**What needs to be done**
Show each row that contains the word "facade".

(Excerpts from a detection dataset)
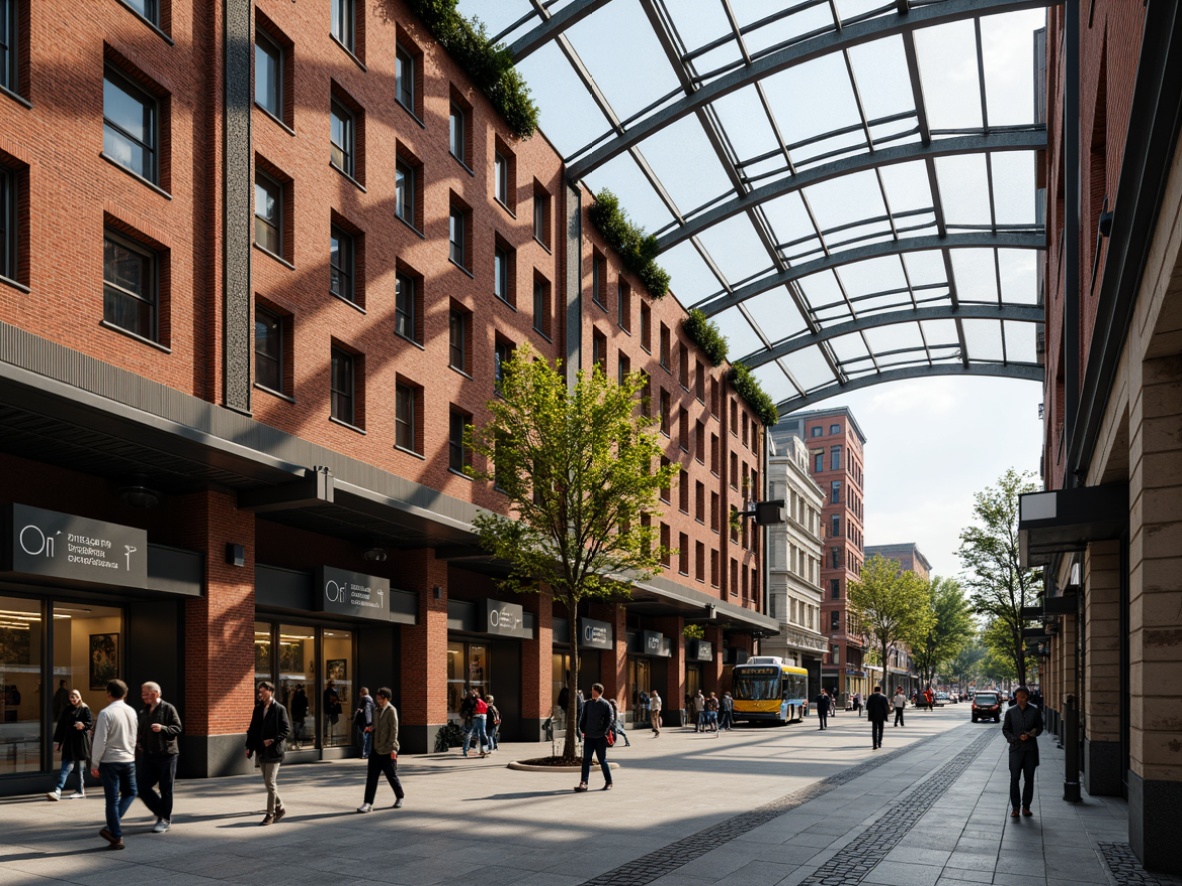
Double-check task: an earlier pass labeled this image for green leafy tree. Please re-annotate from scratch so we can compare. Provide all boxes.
[466,346,680,760]
[911,575,974,699]
[849,554,935,684]
[959,468,1043,683]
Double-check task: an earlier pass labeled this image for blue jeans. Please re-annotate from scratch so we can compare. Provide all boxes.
[98,763,136,840]
[53,760,86,794]
[579,736,611,784]
[463,716,488,756]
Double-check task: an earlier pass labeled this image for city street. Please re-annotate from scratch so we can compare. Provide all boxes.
[0,704,1178,886]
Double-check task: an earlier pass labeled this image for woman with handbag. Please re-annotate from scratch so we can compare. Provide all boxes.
[246,680,292,825]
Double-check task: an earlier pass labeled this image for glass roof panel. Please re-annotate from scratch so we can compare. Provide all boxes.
[950,249,998,304]
[991,151,1035,224]
[936,154,992,227]
[961,320,1002,361]
[915,21,981,130]
[981,9,1046,126]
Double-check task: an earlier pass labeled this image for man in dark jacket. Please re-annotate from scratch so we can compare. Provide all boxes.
[574,683,615,791]
[136,683,181,834]
[246,680,292,825]
[866,686,890,750]
[813,689,829,729]
[1001,686,1043,819]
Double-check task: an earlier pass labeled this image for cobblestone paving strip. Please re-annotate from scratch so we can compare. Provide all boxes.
[582,732,978,886]
[800,730,1000,886]
[1096,842,1178,886]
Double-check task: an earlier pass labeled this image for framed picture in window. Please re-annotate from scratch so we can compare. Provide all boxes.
[90,633,119,690]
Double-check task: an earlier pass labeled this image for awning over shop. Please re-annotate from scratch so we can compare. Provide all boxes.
[1018,483,1129,568]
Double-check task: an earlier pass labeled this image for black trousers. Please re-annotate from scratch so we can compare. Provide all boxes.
[1009,750,1038,809]
[365,753,405,803]
[136,754,176,821]
[870,719,887,748]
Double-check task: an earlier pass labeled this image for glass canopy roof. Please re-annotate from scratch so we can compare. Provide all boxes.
[460,0,1047,415]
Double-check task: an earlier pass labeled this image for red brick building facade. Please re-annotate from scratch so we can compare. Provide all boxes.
[0,0,774,793]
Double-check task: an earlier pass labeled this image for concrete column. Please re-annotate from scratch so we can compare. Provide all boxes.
[1129,347,1182,873]
[398,549,448,754]
[176,493,254,777]
[1083,541,1124,796]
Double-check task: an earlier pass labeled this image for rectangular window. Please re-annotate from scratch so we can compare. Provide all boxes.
[533,182,550,249]
[394,158,418,228]
[254,308,284,393]
[493,337,513,393]
[533,276,550,338]
[591,250,608,311]
[254,31,284,119]
[447,406,472,474]
[394,44,416,113]
[322,0,357,52]
[331,347,357,424]
[448,307,470,373]
[254,172,284,256]
[448,102,468,164]
[448,206,468,268]
[103,232,158,341]
[493,243,513,305]
[329,224,356,301]
[394,273,421,341]
[493,151,509,206]
[394,382,418,452]
[329,100,355,177]
[103,67,160,183]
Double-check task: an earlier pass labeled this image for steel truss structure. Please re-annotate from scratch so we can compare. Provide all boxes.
[484,0,1047,415]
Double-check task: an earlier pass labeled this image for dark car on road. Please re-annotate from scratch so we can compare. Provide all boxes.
[973,692,1001,723]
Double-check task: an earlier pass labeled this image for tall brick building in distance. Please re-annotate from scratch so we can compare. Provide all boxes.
[771,406,869,702]
[0,0,775,794]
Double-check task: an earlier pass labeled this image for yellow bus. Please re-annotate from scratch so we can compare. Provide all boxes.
[730,656,808,725]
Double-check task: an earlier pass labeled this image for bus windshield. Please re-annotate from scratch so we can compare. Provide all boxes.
[733,673,780,702]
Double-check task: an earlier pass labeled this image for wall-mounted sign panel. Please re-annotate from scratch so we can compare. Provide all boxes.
[579,618,616,650]
[9,504,148,587]
[483,600,527,638]
[312,566,390,621]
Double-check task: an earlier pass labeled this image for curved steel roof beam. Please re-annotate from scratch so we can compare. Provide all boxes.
[566,0,1053,182]
[657,126,1046,252]
[775,363,1043,417]
[736,305,1046,369]
[691,230,1046,317]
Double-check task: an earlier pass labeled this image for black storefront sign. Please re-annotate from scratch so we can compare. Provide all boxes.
[579,618,616,650]
[312,566,390,621]
[8,503,148,587]
[483,600,528,638]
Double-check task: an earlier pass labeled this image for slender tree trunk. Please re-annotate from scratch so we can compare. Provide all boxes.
[563,600,579,760]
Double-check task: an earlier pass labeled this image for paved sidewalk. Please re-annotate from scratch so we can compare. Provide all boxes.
[0,705,1182,886]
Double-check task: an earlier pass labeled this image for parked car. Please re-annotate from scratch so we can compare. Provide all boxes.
[972,692,1001,723]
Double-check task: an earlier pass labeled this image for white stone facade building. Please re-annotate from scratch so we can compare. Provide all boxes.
[760,436,826,670]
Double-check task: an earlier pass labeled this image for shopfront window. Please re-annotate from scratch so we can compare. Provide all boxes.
[447,640,491,718]
[0,597,43,775]
[322,628,357,748]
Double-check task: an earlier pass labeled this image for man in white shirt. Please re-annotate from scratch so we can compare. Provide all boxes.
[90,680,139,849]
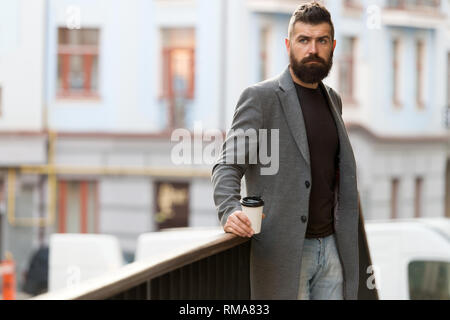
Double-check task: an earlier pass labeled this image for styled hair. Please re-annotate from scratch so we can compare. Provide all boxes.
[288,1,334,40]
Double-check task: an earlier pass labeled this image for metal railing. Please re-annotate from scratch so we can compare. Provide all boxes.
[33,205,378,300]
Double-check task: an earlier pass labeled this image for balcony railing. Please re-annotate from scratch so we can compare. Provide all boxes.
[33,201,378,300]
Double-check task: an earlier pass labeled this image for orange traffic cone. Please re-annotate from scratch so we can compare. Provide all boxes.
[0,252,16,300]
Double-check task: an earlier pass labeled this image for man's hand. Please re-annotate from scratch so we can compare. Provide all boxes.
[223,210,266,238]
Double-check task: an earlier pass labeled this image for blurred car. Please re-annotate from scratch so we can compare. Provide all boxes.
[365,218,450,300]
[22,246,49,296]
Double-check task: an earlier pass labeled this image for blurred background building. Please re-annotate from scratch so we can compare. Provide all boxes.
[0,0,450,296]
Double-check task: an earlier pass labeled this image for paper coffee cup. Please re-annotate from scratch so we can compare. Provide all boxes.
[241,196,264,234]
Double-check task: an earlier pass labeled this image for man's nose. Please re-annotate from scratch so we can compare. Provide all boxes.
[308,41,317,54]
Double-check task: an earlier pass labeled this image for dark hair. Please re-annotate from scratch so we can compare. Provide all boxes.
[288,1,334,40]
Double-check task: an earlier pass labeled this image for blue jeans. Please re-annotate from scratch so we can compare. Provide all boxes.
[298,234,344,300]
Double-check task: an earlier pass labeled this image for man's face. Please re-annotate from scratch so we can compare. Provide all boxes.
[286,22,336,83]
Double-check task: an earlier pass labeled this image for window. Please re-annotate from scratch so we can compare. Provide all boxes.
[392,39,400,107]
[56,180,98,233]
[339,37,356,100]
[408,261,450,300]
[154,181,189,230]
[57,28,99,98]
[416,40,425,109]
[391,178,399,219]
[161,28,195,128]
[414,177,423,218]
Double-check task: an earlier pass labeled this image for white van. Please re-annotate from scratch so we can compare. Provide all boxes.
[365,218,450,300]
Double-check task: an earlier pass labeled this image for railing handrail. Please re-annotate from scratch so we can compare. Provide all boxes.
[32,230,249,300]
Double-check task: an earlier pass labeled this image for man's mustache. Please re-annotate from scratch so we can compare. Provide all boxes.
[301,55,326,64]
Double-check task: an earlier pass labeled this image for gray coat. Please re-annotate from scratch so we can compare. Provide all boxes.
[212,67,359,300]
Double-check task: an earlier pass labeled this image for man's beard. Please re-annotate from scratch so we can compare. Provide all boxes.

**Finished answer**
Double-check task: an earlier pass labeled this image for red brick building facade. Please re-annotate from scratch so we can compare. Provide all boxes.
Double-check task: an earlier pass labeled this image for white stone facade building. Please re-annotate from scratch so we can compare. Provide all boxes.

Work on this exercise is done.